Totale Überforderung

Meine Lieben,
dies ist meine fünfte Woche an meiner neuen IF-Stelle.

Ich bin für 16 Lektionen angestellt.
3 Lektionen halte ich frei für Fachgespräche.
13 Lektionen bleiben mir für 30 Kinder, die ich zu betreuen habe, an zwei Standorten.

27 Kinder habe ich bisher mit BESMath und SLRT erfasst.
(Manche Kinder in beiden Bereichen.)
32 Erfassungsbogen sollte ich auswerten und eine Förderplanung daraus ableiten.

Daneben habe ich Fachgespräche (heute 3 Stunden) mit der Integrationsgruppe, Gespräche mit der EB, zahlreiche Gespräche über den Mittag und nach dem Unterricht mit Lehrkräften, die dringend Hilfe anfordern. Und dann die Telefongespräche mit den Eltern, die sich um ihre Kinder sorgen, Gespräche mit der IF-Lehrkraft der Oberstufe, Lehrerkonferenzen, interne Weiterbildung und Mail-coaching von Lehrkräften.
An einer Klasse unterrichte ich während zwei Lektionen in der Woche. Über 12 Wochen leite ich ein Klassenprojekt an. Damit bleiben mir noch 11 Lektionen.

Nicht, dass ich es nicht gerne tun würde :wink:
Und, es ist auch nicht so, dass ich nicht nein sagen kann.

Bloss, ich arbeite 100%, eh ich’s mich versehe.

Und dabei habe ich noch längst nicht die Hälfte meiner Erfassungen auswerten können!!!

Da ich neu an dieser Stelle bin und vorher keine ausgebildete Heilpädagogin da war, muss ich auch noch meinen neuen Arbeitsplatz aufbauen, Material beschaffen, Material herstellen und Formulare kreieren.

### [BEREITGESTELLTE ANGABEN]
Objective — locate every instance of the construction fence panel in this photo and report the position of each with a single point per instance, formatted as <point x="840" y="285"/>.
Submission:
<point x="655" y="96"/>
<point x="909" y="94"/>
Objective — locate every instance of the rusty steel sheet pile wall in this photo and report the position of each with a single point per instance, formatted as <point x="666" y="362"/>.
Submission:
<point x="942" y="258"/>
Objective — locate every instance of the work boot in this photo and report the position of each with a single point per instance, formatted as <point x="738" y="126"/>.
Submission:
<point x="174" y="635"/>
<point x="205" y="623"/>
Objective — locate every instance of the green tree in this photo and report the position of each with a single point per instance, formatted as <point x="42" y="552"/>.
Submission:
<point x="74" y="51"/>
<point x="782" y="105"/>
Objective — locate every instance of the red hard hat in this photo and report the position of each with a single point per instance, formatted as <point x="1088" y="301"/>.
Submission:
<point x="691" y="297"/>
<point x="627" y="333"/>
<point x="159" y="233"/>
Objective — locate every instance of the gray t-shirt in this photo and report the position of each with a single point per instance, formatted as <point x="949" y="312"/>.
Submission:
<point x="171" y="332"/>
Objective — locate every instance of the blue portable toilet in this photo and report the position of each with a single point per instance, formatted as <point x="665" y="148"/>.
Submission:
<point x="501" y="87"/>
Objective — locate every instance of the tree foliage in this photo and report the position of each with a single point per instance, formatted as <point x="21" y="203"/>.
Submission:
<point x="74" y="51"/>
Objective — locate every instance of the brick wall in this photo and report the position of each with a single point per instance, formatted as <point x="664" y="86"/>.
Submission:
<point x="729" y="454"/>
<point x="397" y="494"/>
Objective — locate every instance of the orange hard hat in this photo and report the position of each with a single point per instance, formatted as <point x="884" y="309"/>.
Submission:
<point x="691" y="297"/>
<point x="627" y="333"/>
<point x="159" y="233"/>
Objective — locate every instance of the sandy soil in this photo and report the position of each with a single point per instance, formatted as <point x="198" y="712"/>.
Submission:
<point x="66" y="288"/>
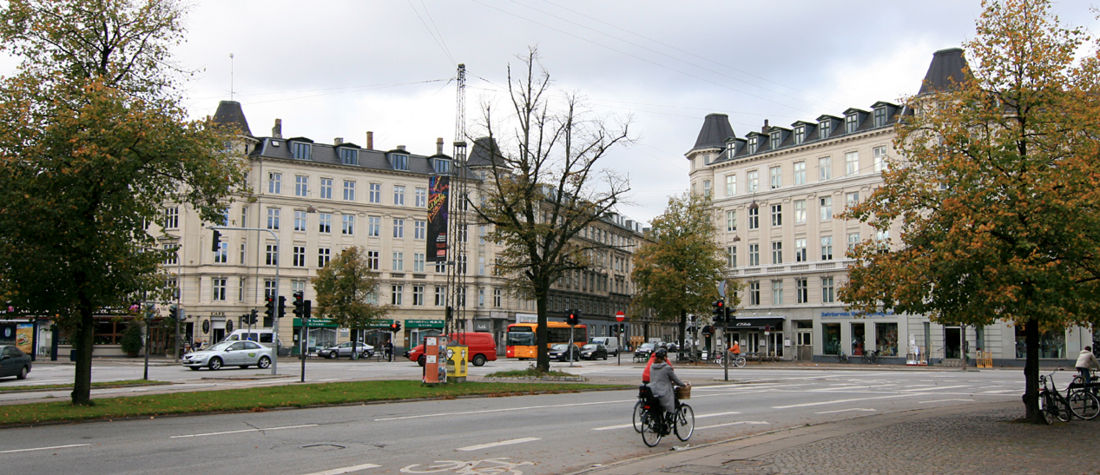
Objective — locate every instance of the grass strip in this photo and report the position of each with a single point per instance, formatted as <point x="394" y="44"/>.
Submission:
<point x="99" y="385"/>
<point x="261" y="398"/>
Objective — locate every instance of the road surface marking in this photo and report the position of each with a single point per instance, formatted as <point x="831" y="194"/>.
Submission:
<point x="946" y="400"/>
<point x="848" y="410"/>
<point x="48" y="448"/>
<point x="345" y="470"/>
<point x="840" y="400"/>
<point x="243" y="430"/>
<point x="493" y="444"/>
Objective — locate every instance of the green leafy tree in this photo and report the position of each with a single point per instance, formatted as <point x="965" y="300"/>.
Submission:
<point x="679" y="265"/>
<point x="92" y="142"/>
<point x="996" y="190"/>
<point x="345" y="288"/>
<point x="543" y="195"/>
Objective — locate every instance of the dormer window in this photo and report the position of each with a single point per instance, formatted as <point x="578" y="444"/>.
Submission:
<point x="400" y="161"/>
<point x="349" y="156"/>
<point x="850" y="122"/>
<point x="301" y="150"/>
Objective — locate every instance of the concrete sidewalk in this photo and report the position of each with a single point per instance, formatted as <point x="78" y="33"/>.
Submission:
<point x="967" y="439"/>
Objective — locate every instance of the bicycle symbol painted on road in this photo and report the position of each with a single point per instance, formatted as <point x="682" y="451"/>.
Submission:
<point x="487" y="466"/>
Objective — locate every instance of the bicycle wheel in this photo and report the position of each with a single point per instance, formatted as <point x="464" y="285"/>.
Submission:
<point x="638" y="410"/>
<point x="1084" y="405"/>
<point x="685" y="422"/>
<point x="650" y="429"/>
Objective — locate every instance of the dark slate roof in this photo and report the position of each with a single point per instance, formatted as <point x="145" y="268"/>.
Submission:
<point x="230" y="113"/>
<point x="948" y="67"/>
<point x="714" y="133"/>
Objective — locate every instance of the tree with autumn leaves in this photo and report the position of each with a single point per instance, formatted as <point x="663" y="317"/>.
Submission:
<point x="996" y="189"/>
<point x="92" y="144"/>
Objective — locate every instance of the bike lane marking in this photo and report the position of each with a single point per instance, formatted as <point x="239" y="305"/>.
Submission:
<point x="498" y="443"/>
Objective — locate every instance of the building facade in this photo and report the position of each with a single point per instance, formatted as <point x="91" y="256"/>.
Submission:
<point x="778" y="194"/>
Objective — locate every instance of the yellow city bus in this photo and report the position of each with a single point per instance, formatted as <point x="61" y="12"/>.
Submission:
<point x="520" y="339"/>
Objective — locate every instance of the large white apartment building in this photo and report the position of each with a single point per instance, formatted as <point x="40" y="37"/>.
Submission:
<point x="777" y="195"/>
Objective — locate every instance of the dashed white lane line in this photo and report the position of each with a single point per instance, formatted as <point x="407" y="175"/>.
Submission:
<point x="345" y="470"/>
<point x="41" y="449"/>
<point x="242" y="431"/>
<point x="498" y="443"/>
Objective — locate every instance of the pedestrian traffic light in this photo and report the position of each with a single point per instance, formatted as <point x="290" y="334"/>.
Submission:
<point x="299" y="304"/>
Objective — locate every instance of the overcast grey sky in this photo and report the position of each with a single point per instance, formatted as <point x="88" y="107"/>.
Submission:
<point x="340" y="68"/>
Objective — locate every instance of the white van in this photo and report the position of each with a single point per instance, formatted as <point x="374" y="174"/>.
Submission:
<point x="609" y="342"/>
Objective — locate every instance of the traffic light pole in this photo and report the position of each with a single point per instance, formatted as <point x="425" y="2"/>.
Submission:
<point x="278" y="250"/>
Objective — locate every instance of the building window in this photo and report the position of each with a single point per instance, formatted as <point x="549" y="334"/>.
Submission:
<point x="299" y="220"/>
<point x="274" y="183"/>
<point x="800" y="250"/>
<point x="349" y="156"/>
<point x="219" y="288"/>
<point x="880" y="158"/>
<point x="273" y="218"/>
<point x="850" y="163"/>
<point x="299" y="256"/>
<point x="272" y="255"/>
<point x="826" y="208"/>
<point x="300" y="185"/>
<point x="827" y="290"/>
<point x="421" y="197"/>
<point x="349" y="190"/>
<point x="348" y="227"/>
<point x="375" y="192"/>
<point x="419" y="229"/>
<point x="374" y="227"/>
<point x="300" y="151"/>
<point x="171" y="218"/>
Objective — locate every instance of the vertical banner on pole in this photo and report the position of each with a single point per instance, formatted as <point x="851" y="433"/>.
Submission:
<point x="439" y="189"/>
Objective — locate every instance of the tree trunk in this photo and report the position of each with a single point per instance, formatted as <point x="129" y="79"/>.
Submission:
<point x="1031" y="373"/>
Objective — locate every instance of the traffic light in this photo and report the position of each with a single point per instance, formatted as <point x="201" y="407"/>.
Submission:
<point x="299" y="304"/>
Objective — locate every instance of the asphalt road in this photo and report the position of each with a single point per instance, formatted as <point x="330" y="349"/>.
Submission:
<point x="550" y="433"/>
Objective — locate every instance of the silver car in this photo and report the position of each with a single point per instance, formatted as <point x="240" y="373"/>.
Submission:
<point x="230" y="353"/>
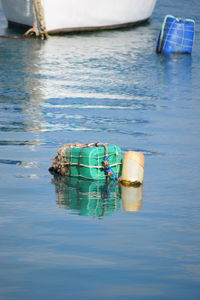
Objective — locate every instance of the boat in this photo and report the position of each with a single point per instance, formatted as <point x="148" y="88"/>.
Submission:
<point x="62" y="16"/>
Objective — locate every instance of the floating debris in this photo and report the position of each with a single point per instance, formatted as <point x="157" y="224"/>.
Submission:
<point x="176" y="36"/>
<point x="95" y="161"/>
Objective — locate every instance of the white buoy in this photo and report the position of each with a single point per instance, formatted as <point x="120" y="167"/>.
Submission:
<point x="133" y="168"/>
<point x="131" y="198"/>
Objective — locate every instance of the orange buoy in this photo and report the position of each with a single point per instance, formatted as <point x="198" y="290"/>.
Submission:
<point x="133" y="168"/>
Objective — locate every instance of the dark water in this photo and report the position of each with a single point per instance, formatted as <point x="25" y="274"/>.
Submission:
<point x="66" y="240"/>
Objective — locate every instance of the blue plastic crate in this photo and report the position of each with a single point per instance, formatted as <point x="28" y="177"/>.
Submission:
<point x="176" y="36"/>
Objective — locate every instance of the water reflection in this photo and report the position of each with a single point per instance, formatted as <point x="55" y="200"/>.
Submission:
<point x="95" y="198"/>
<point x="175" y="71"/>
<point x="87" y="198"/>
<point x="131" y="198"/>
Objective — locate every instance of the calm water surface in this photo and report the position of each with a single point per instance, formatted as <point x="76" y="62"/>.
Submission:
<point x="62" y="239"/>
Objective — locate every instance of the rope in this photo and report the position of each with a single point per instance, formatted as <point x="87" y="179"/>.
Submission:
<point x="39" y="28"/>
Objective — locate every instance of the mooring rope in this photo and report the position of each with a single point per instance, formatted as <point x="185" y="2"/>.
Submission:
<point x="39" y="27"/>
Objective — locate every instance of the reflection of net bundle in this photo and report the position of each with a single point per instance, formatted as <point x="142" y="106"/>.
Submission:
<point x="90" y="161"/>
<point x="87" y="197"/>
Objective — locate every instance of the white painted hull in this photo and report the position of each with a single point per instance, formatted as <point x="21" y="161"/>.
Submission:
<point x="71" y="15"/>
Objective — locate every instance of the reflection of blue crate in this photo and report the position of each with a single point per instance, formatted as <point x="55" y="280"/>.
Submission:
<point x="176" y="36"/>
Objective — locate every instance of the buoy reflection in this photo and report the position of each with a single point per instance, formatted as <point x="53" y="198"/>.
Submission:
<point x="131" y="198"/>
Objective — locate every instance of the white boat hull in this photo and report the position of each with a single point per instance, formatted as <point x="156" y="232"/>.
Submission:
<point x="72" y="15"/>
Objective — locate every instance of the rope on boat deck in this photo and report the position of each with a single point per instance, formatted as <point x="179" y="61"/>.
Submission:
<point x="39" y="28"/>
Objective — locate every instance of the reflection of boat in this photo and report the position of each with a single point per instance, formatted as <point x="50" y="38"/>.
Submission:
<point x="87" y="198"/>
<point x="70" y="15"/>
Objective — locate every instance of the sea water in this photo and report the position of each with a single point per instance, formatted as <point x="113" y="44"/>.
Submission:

### [AUFGABENSTELLUNG]
A. Warum muss laut dem Text zur Überforderung zusätzlich ein neuer Arbeitsplatz aufgebaut werden? Antworte in ein bis drei Sätzen.
B. Gib aus den bereitgestellten Zeilen den Abschnitt von der Zeile mit „Objective — locate every instance of the rope on“ bis zum Ende dieser Zeilen unverändert aus, beide Enden eingeschlossen.
Die Zeilen stehen in keinem Zusammenhang mit dem Text zur Überforderung.

### [LÖSUNGEN JE AUFGABE]
A. Die Stelle ist neu besetzt, und vorher war keine ausgebildete Heilpädagogin da. Deshalb müssen Material beschafft und hergestellt sowie Formulare kreiert werden.

B.
Objective — locate every instance of the rope on boat deck in this photo and report the position of each with a single point per instance, formatted as <point x="179" y="61"/>.
Submission:
<point x="39" y="28"/>
Objective — locate every instance of the reflection of boat in this photo and report the position of each with a single point per instance, formatted as <point x="50" y="38"/>.
Submission:
<point x="87" y="198"/>
<point x="70" y="15"/>
Objective — locate every instance of the sea water in this photo and report the position of each with a single point per instance, formatted as <point x="113" y="44"/>.
Submission:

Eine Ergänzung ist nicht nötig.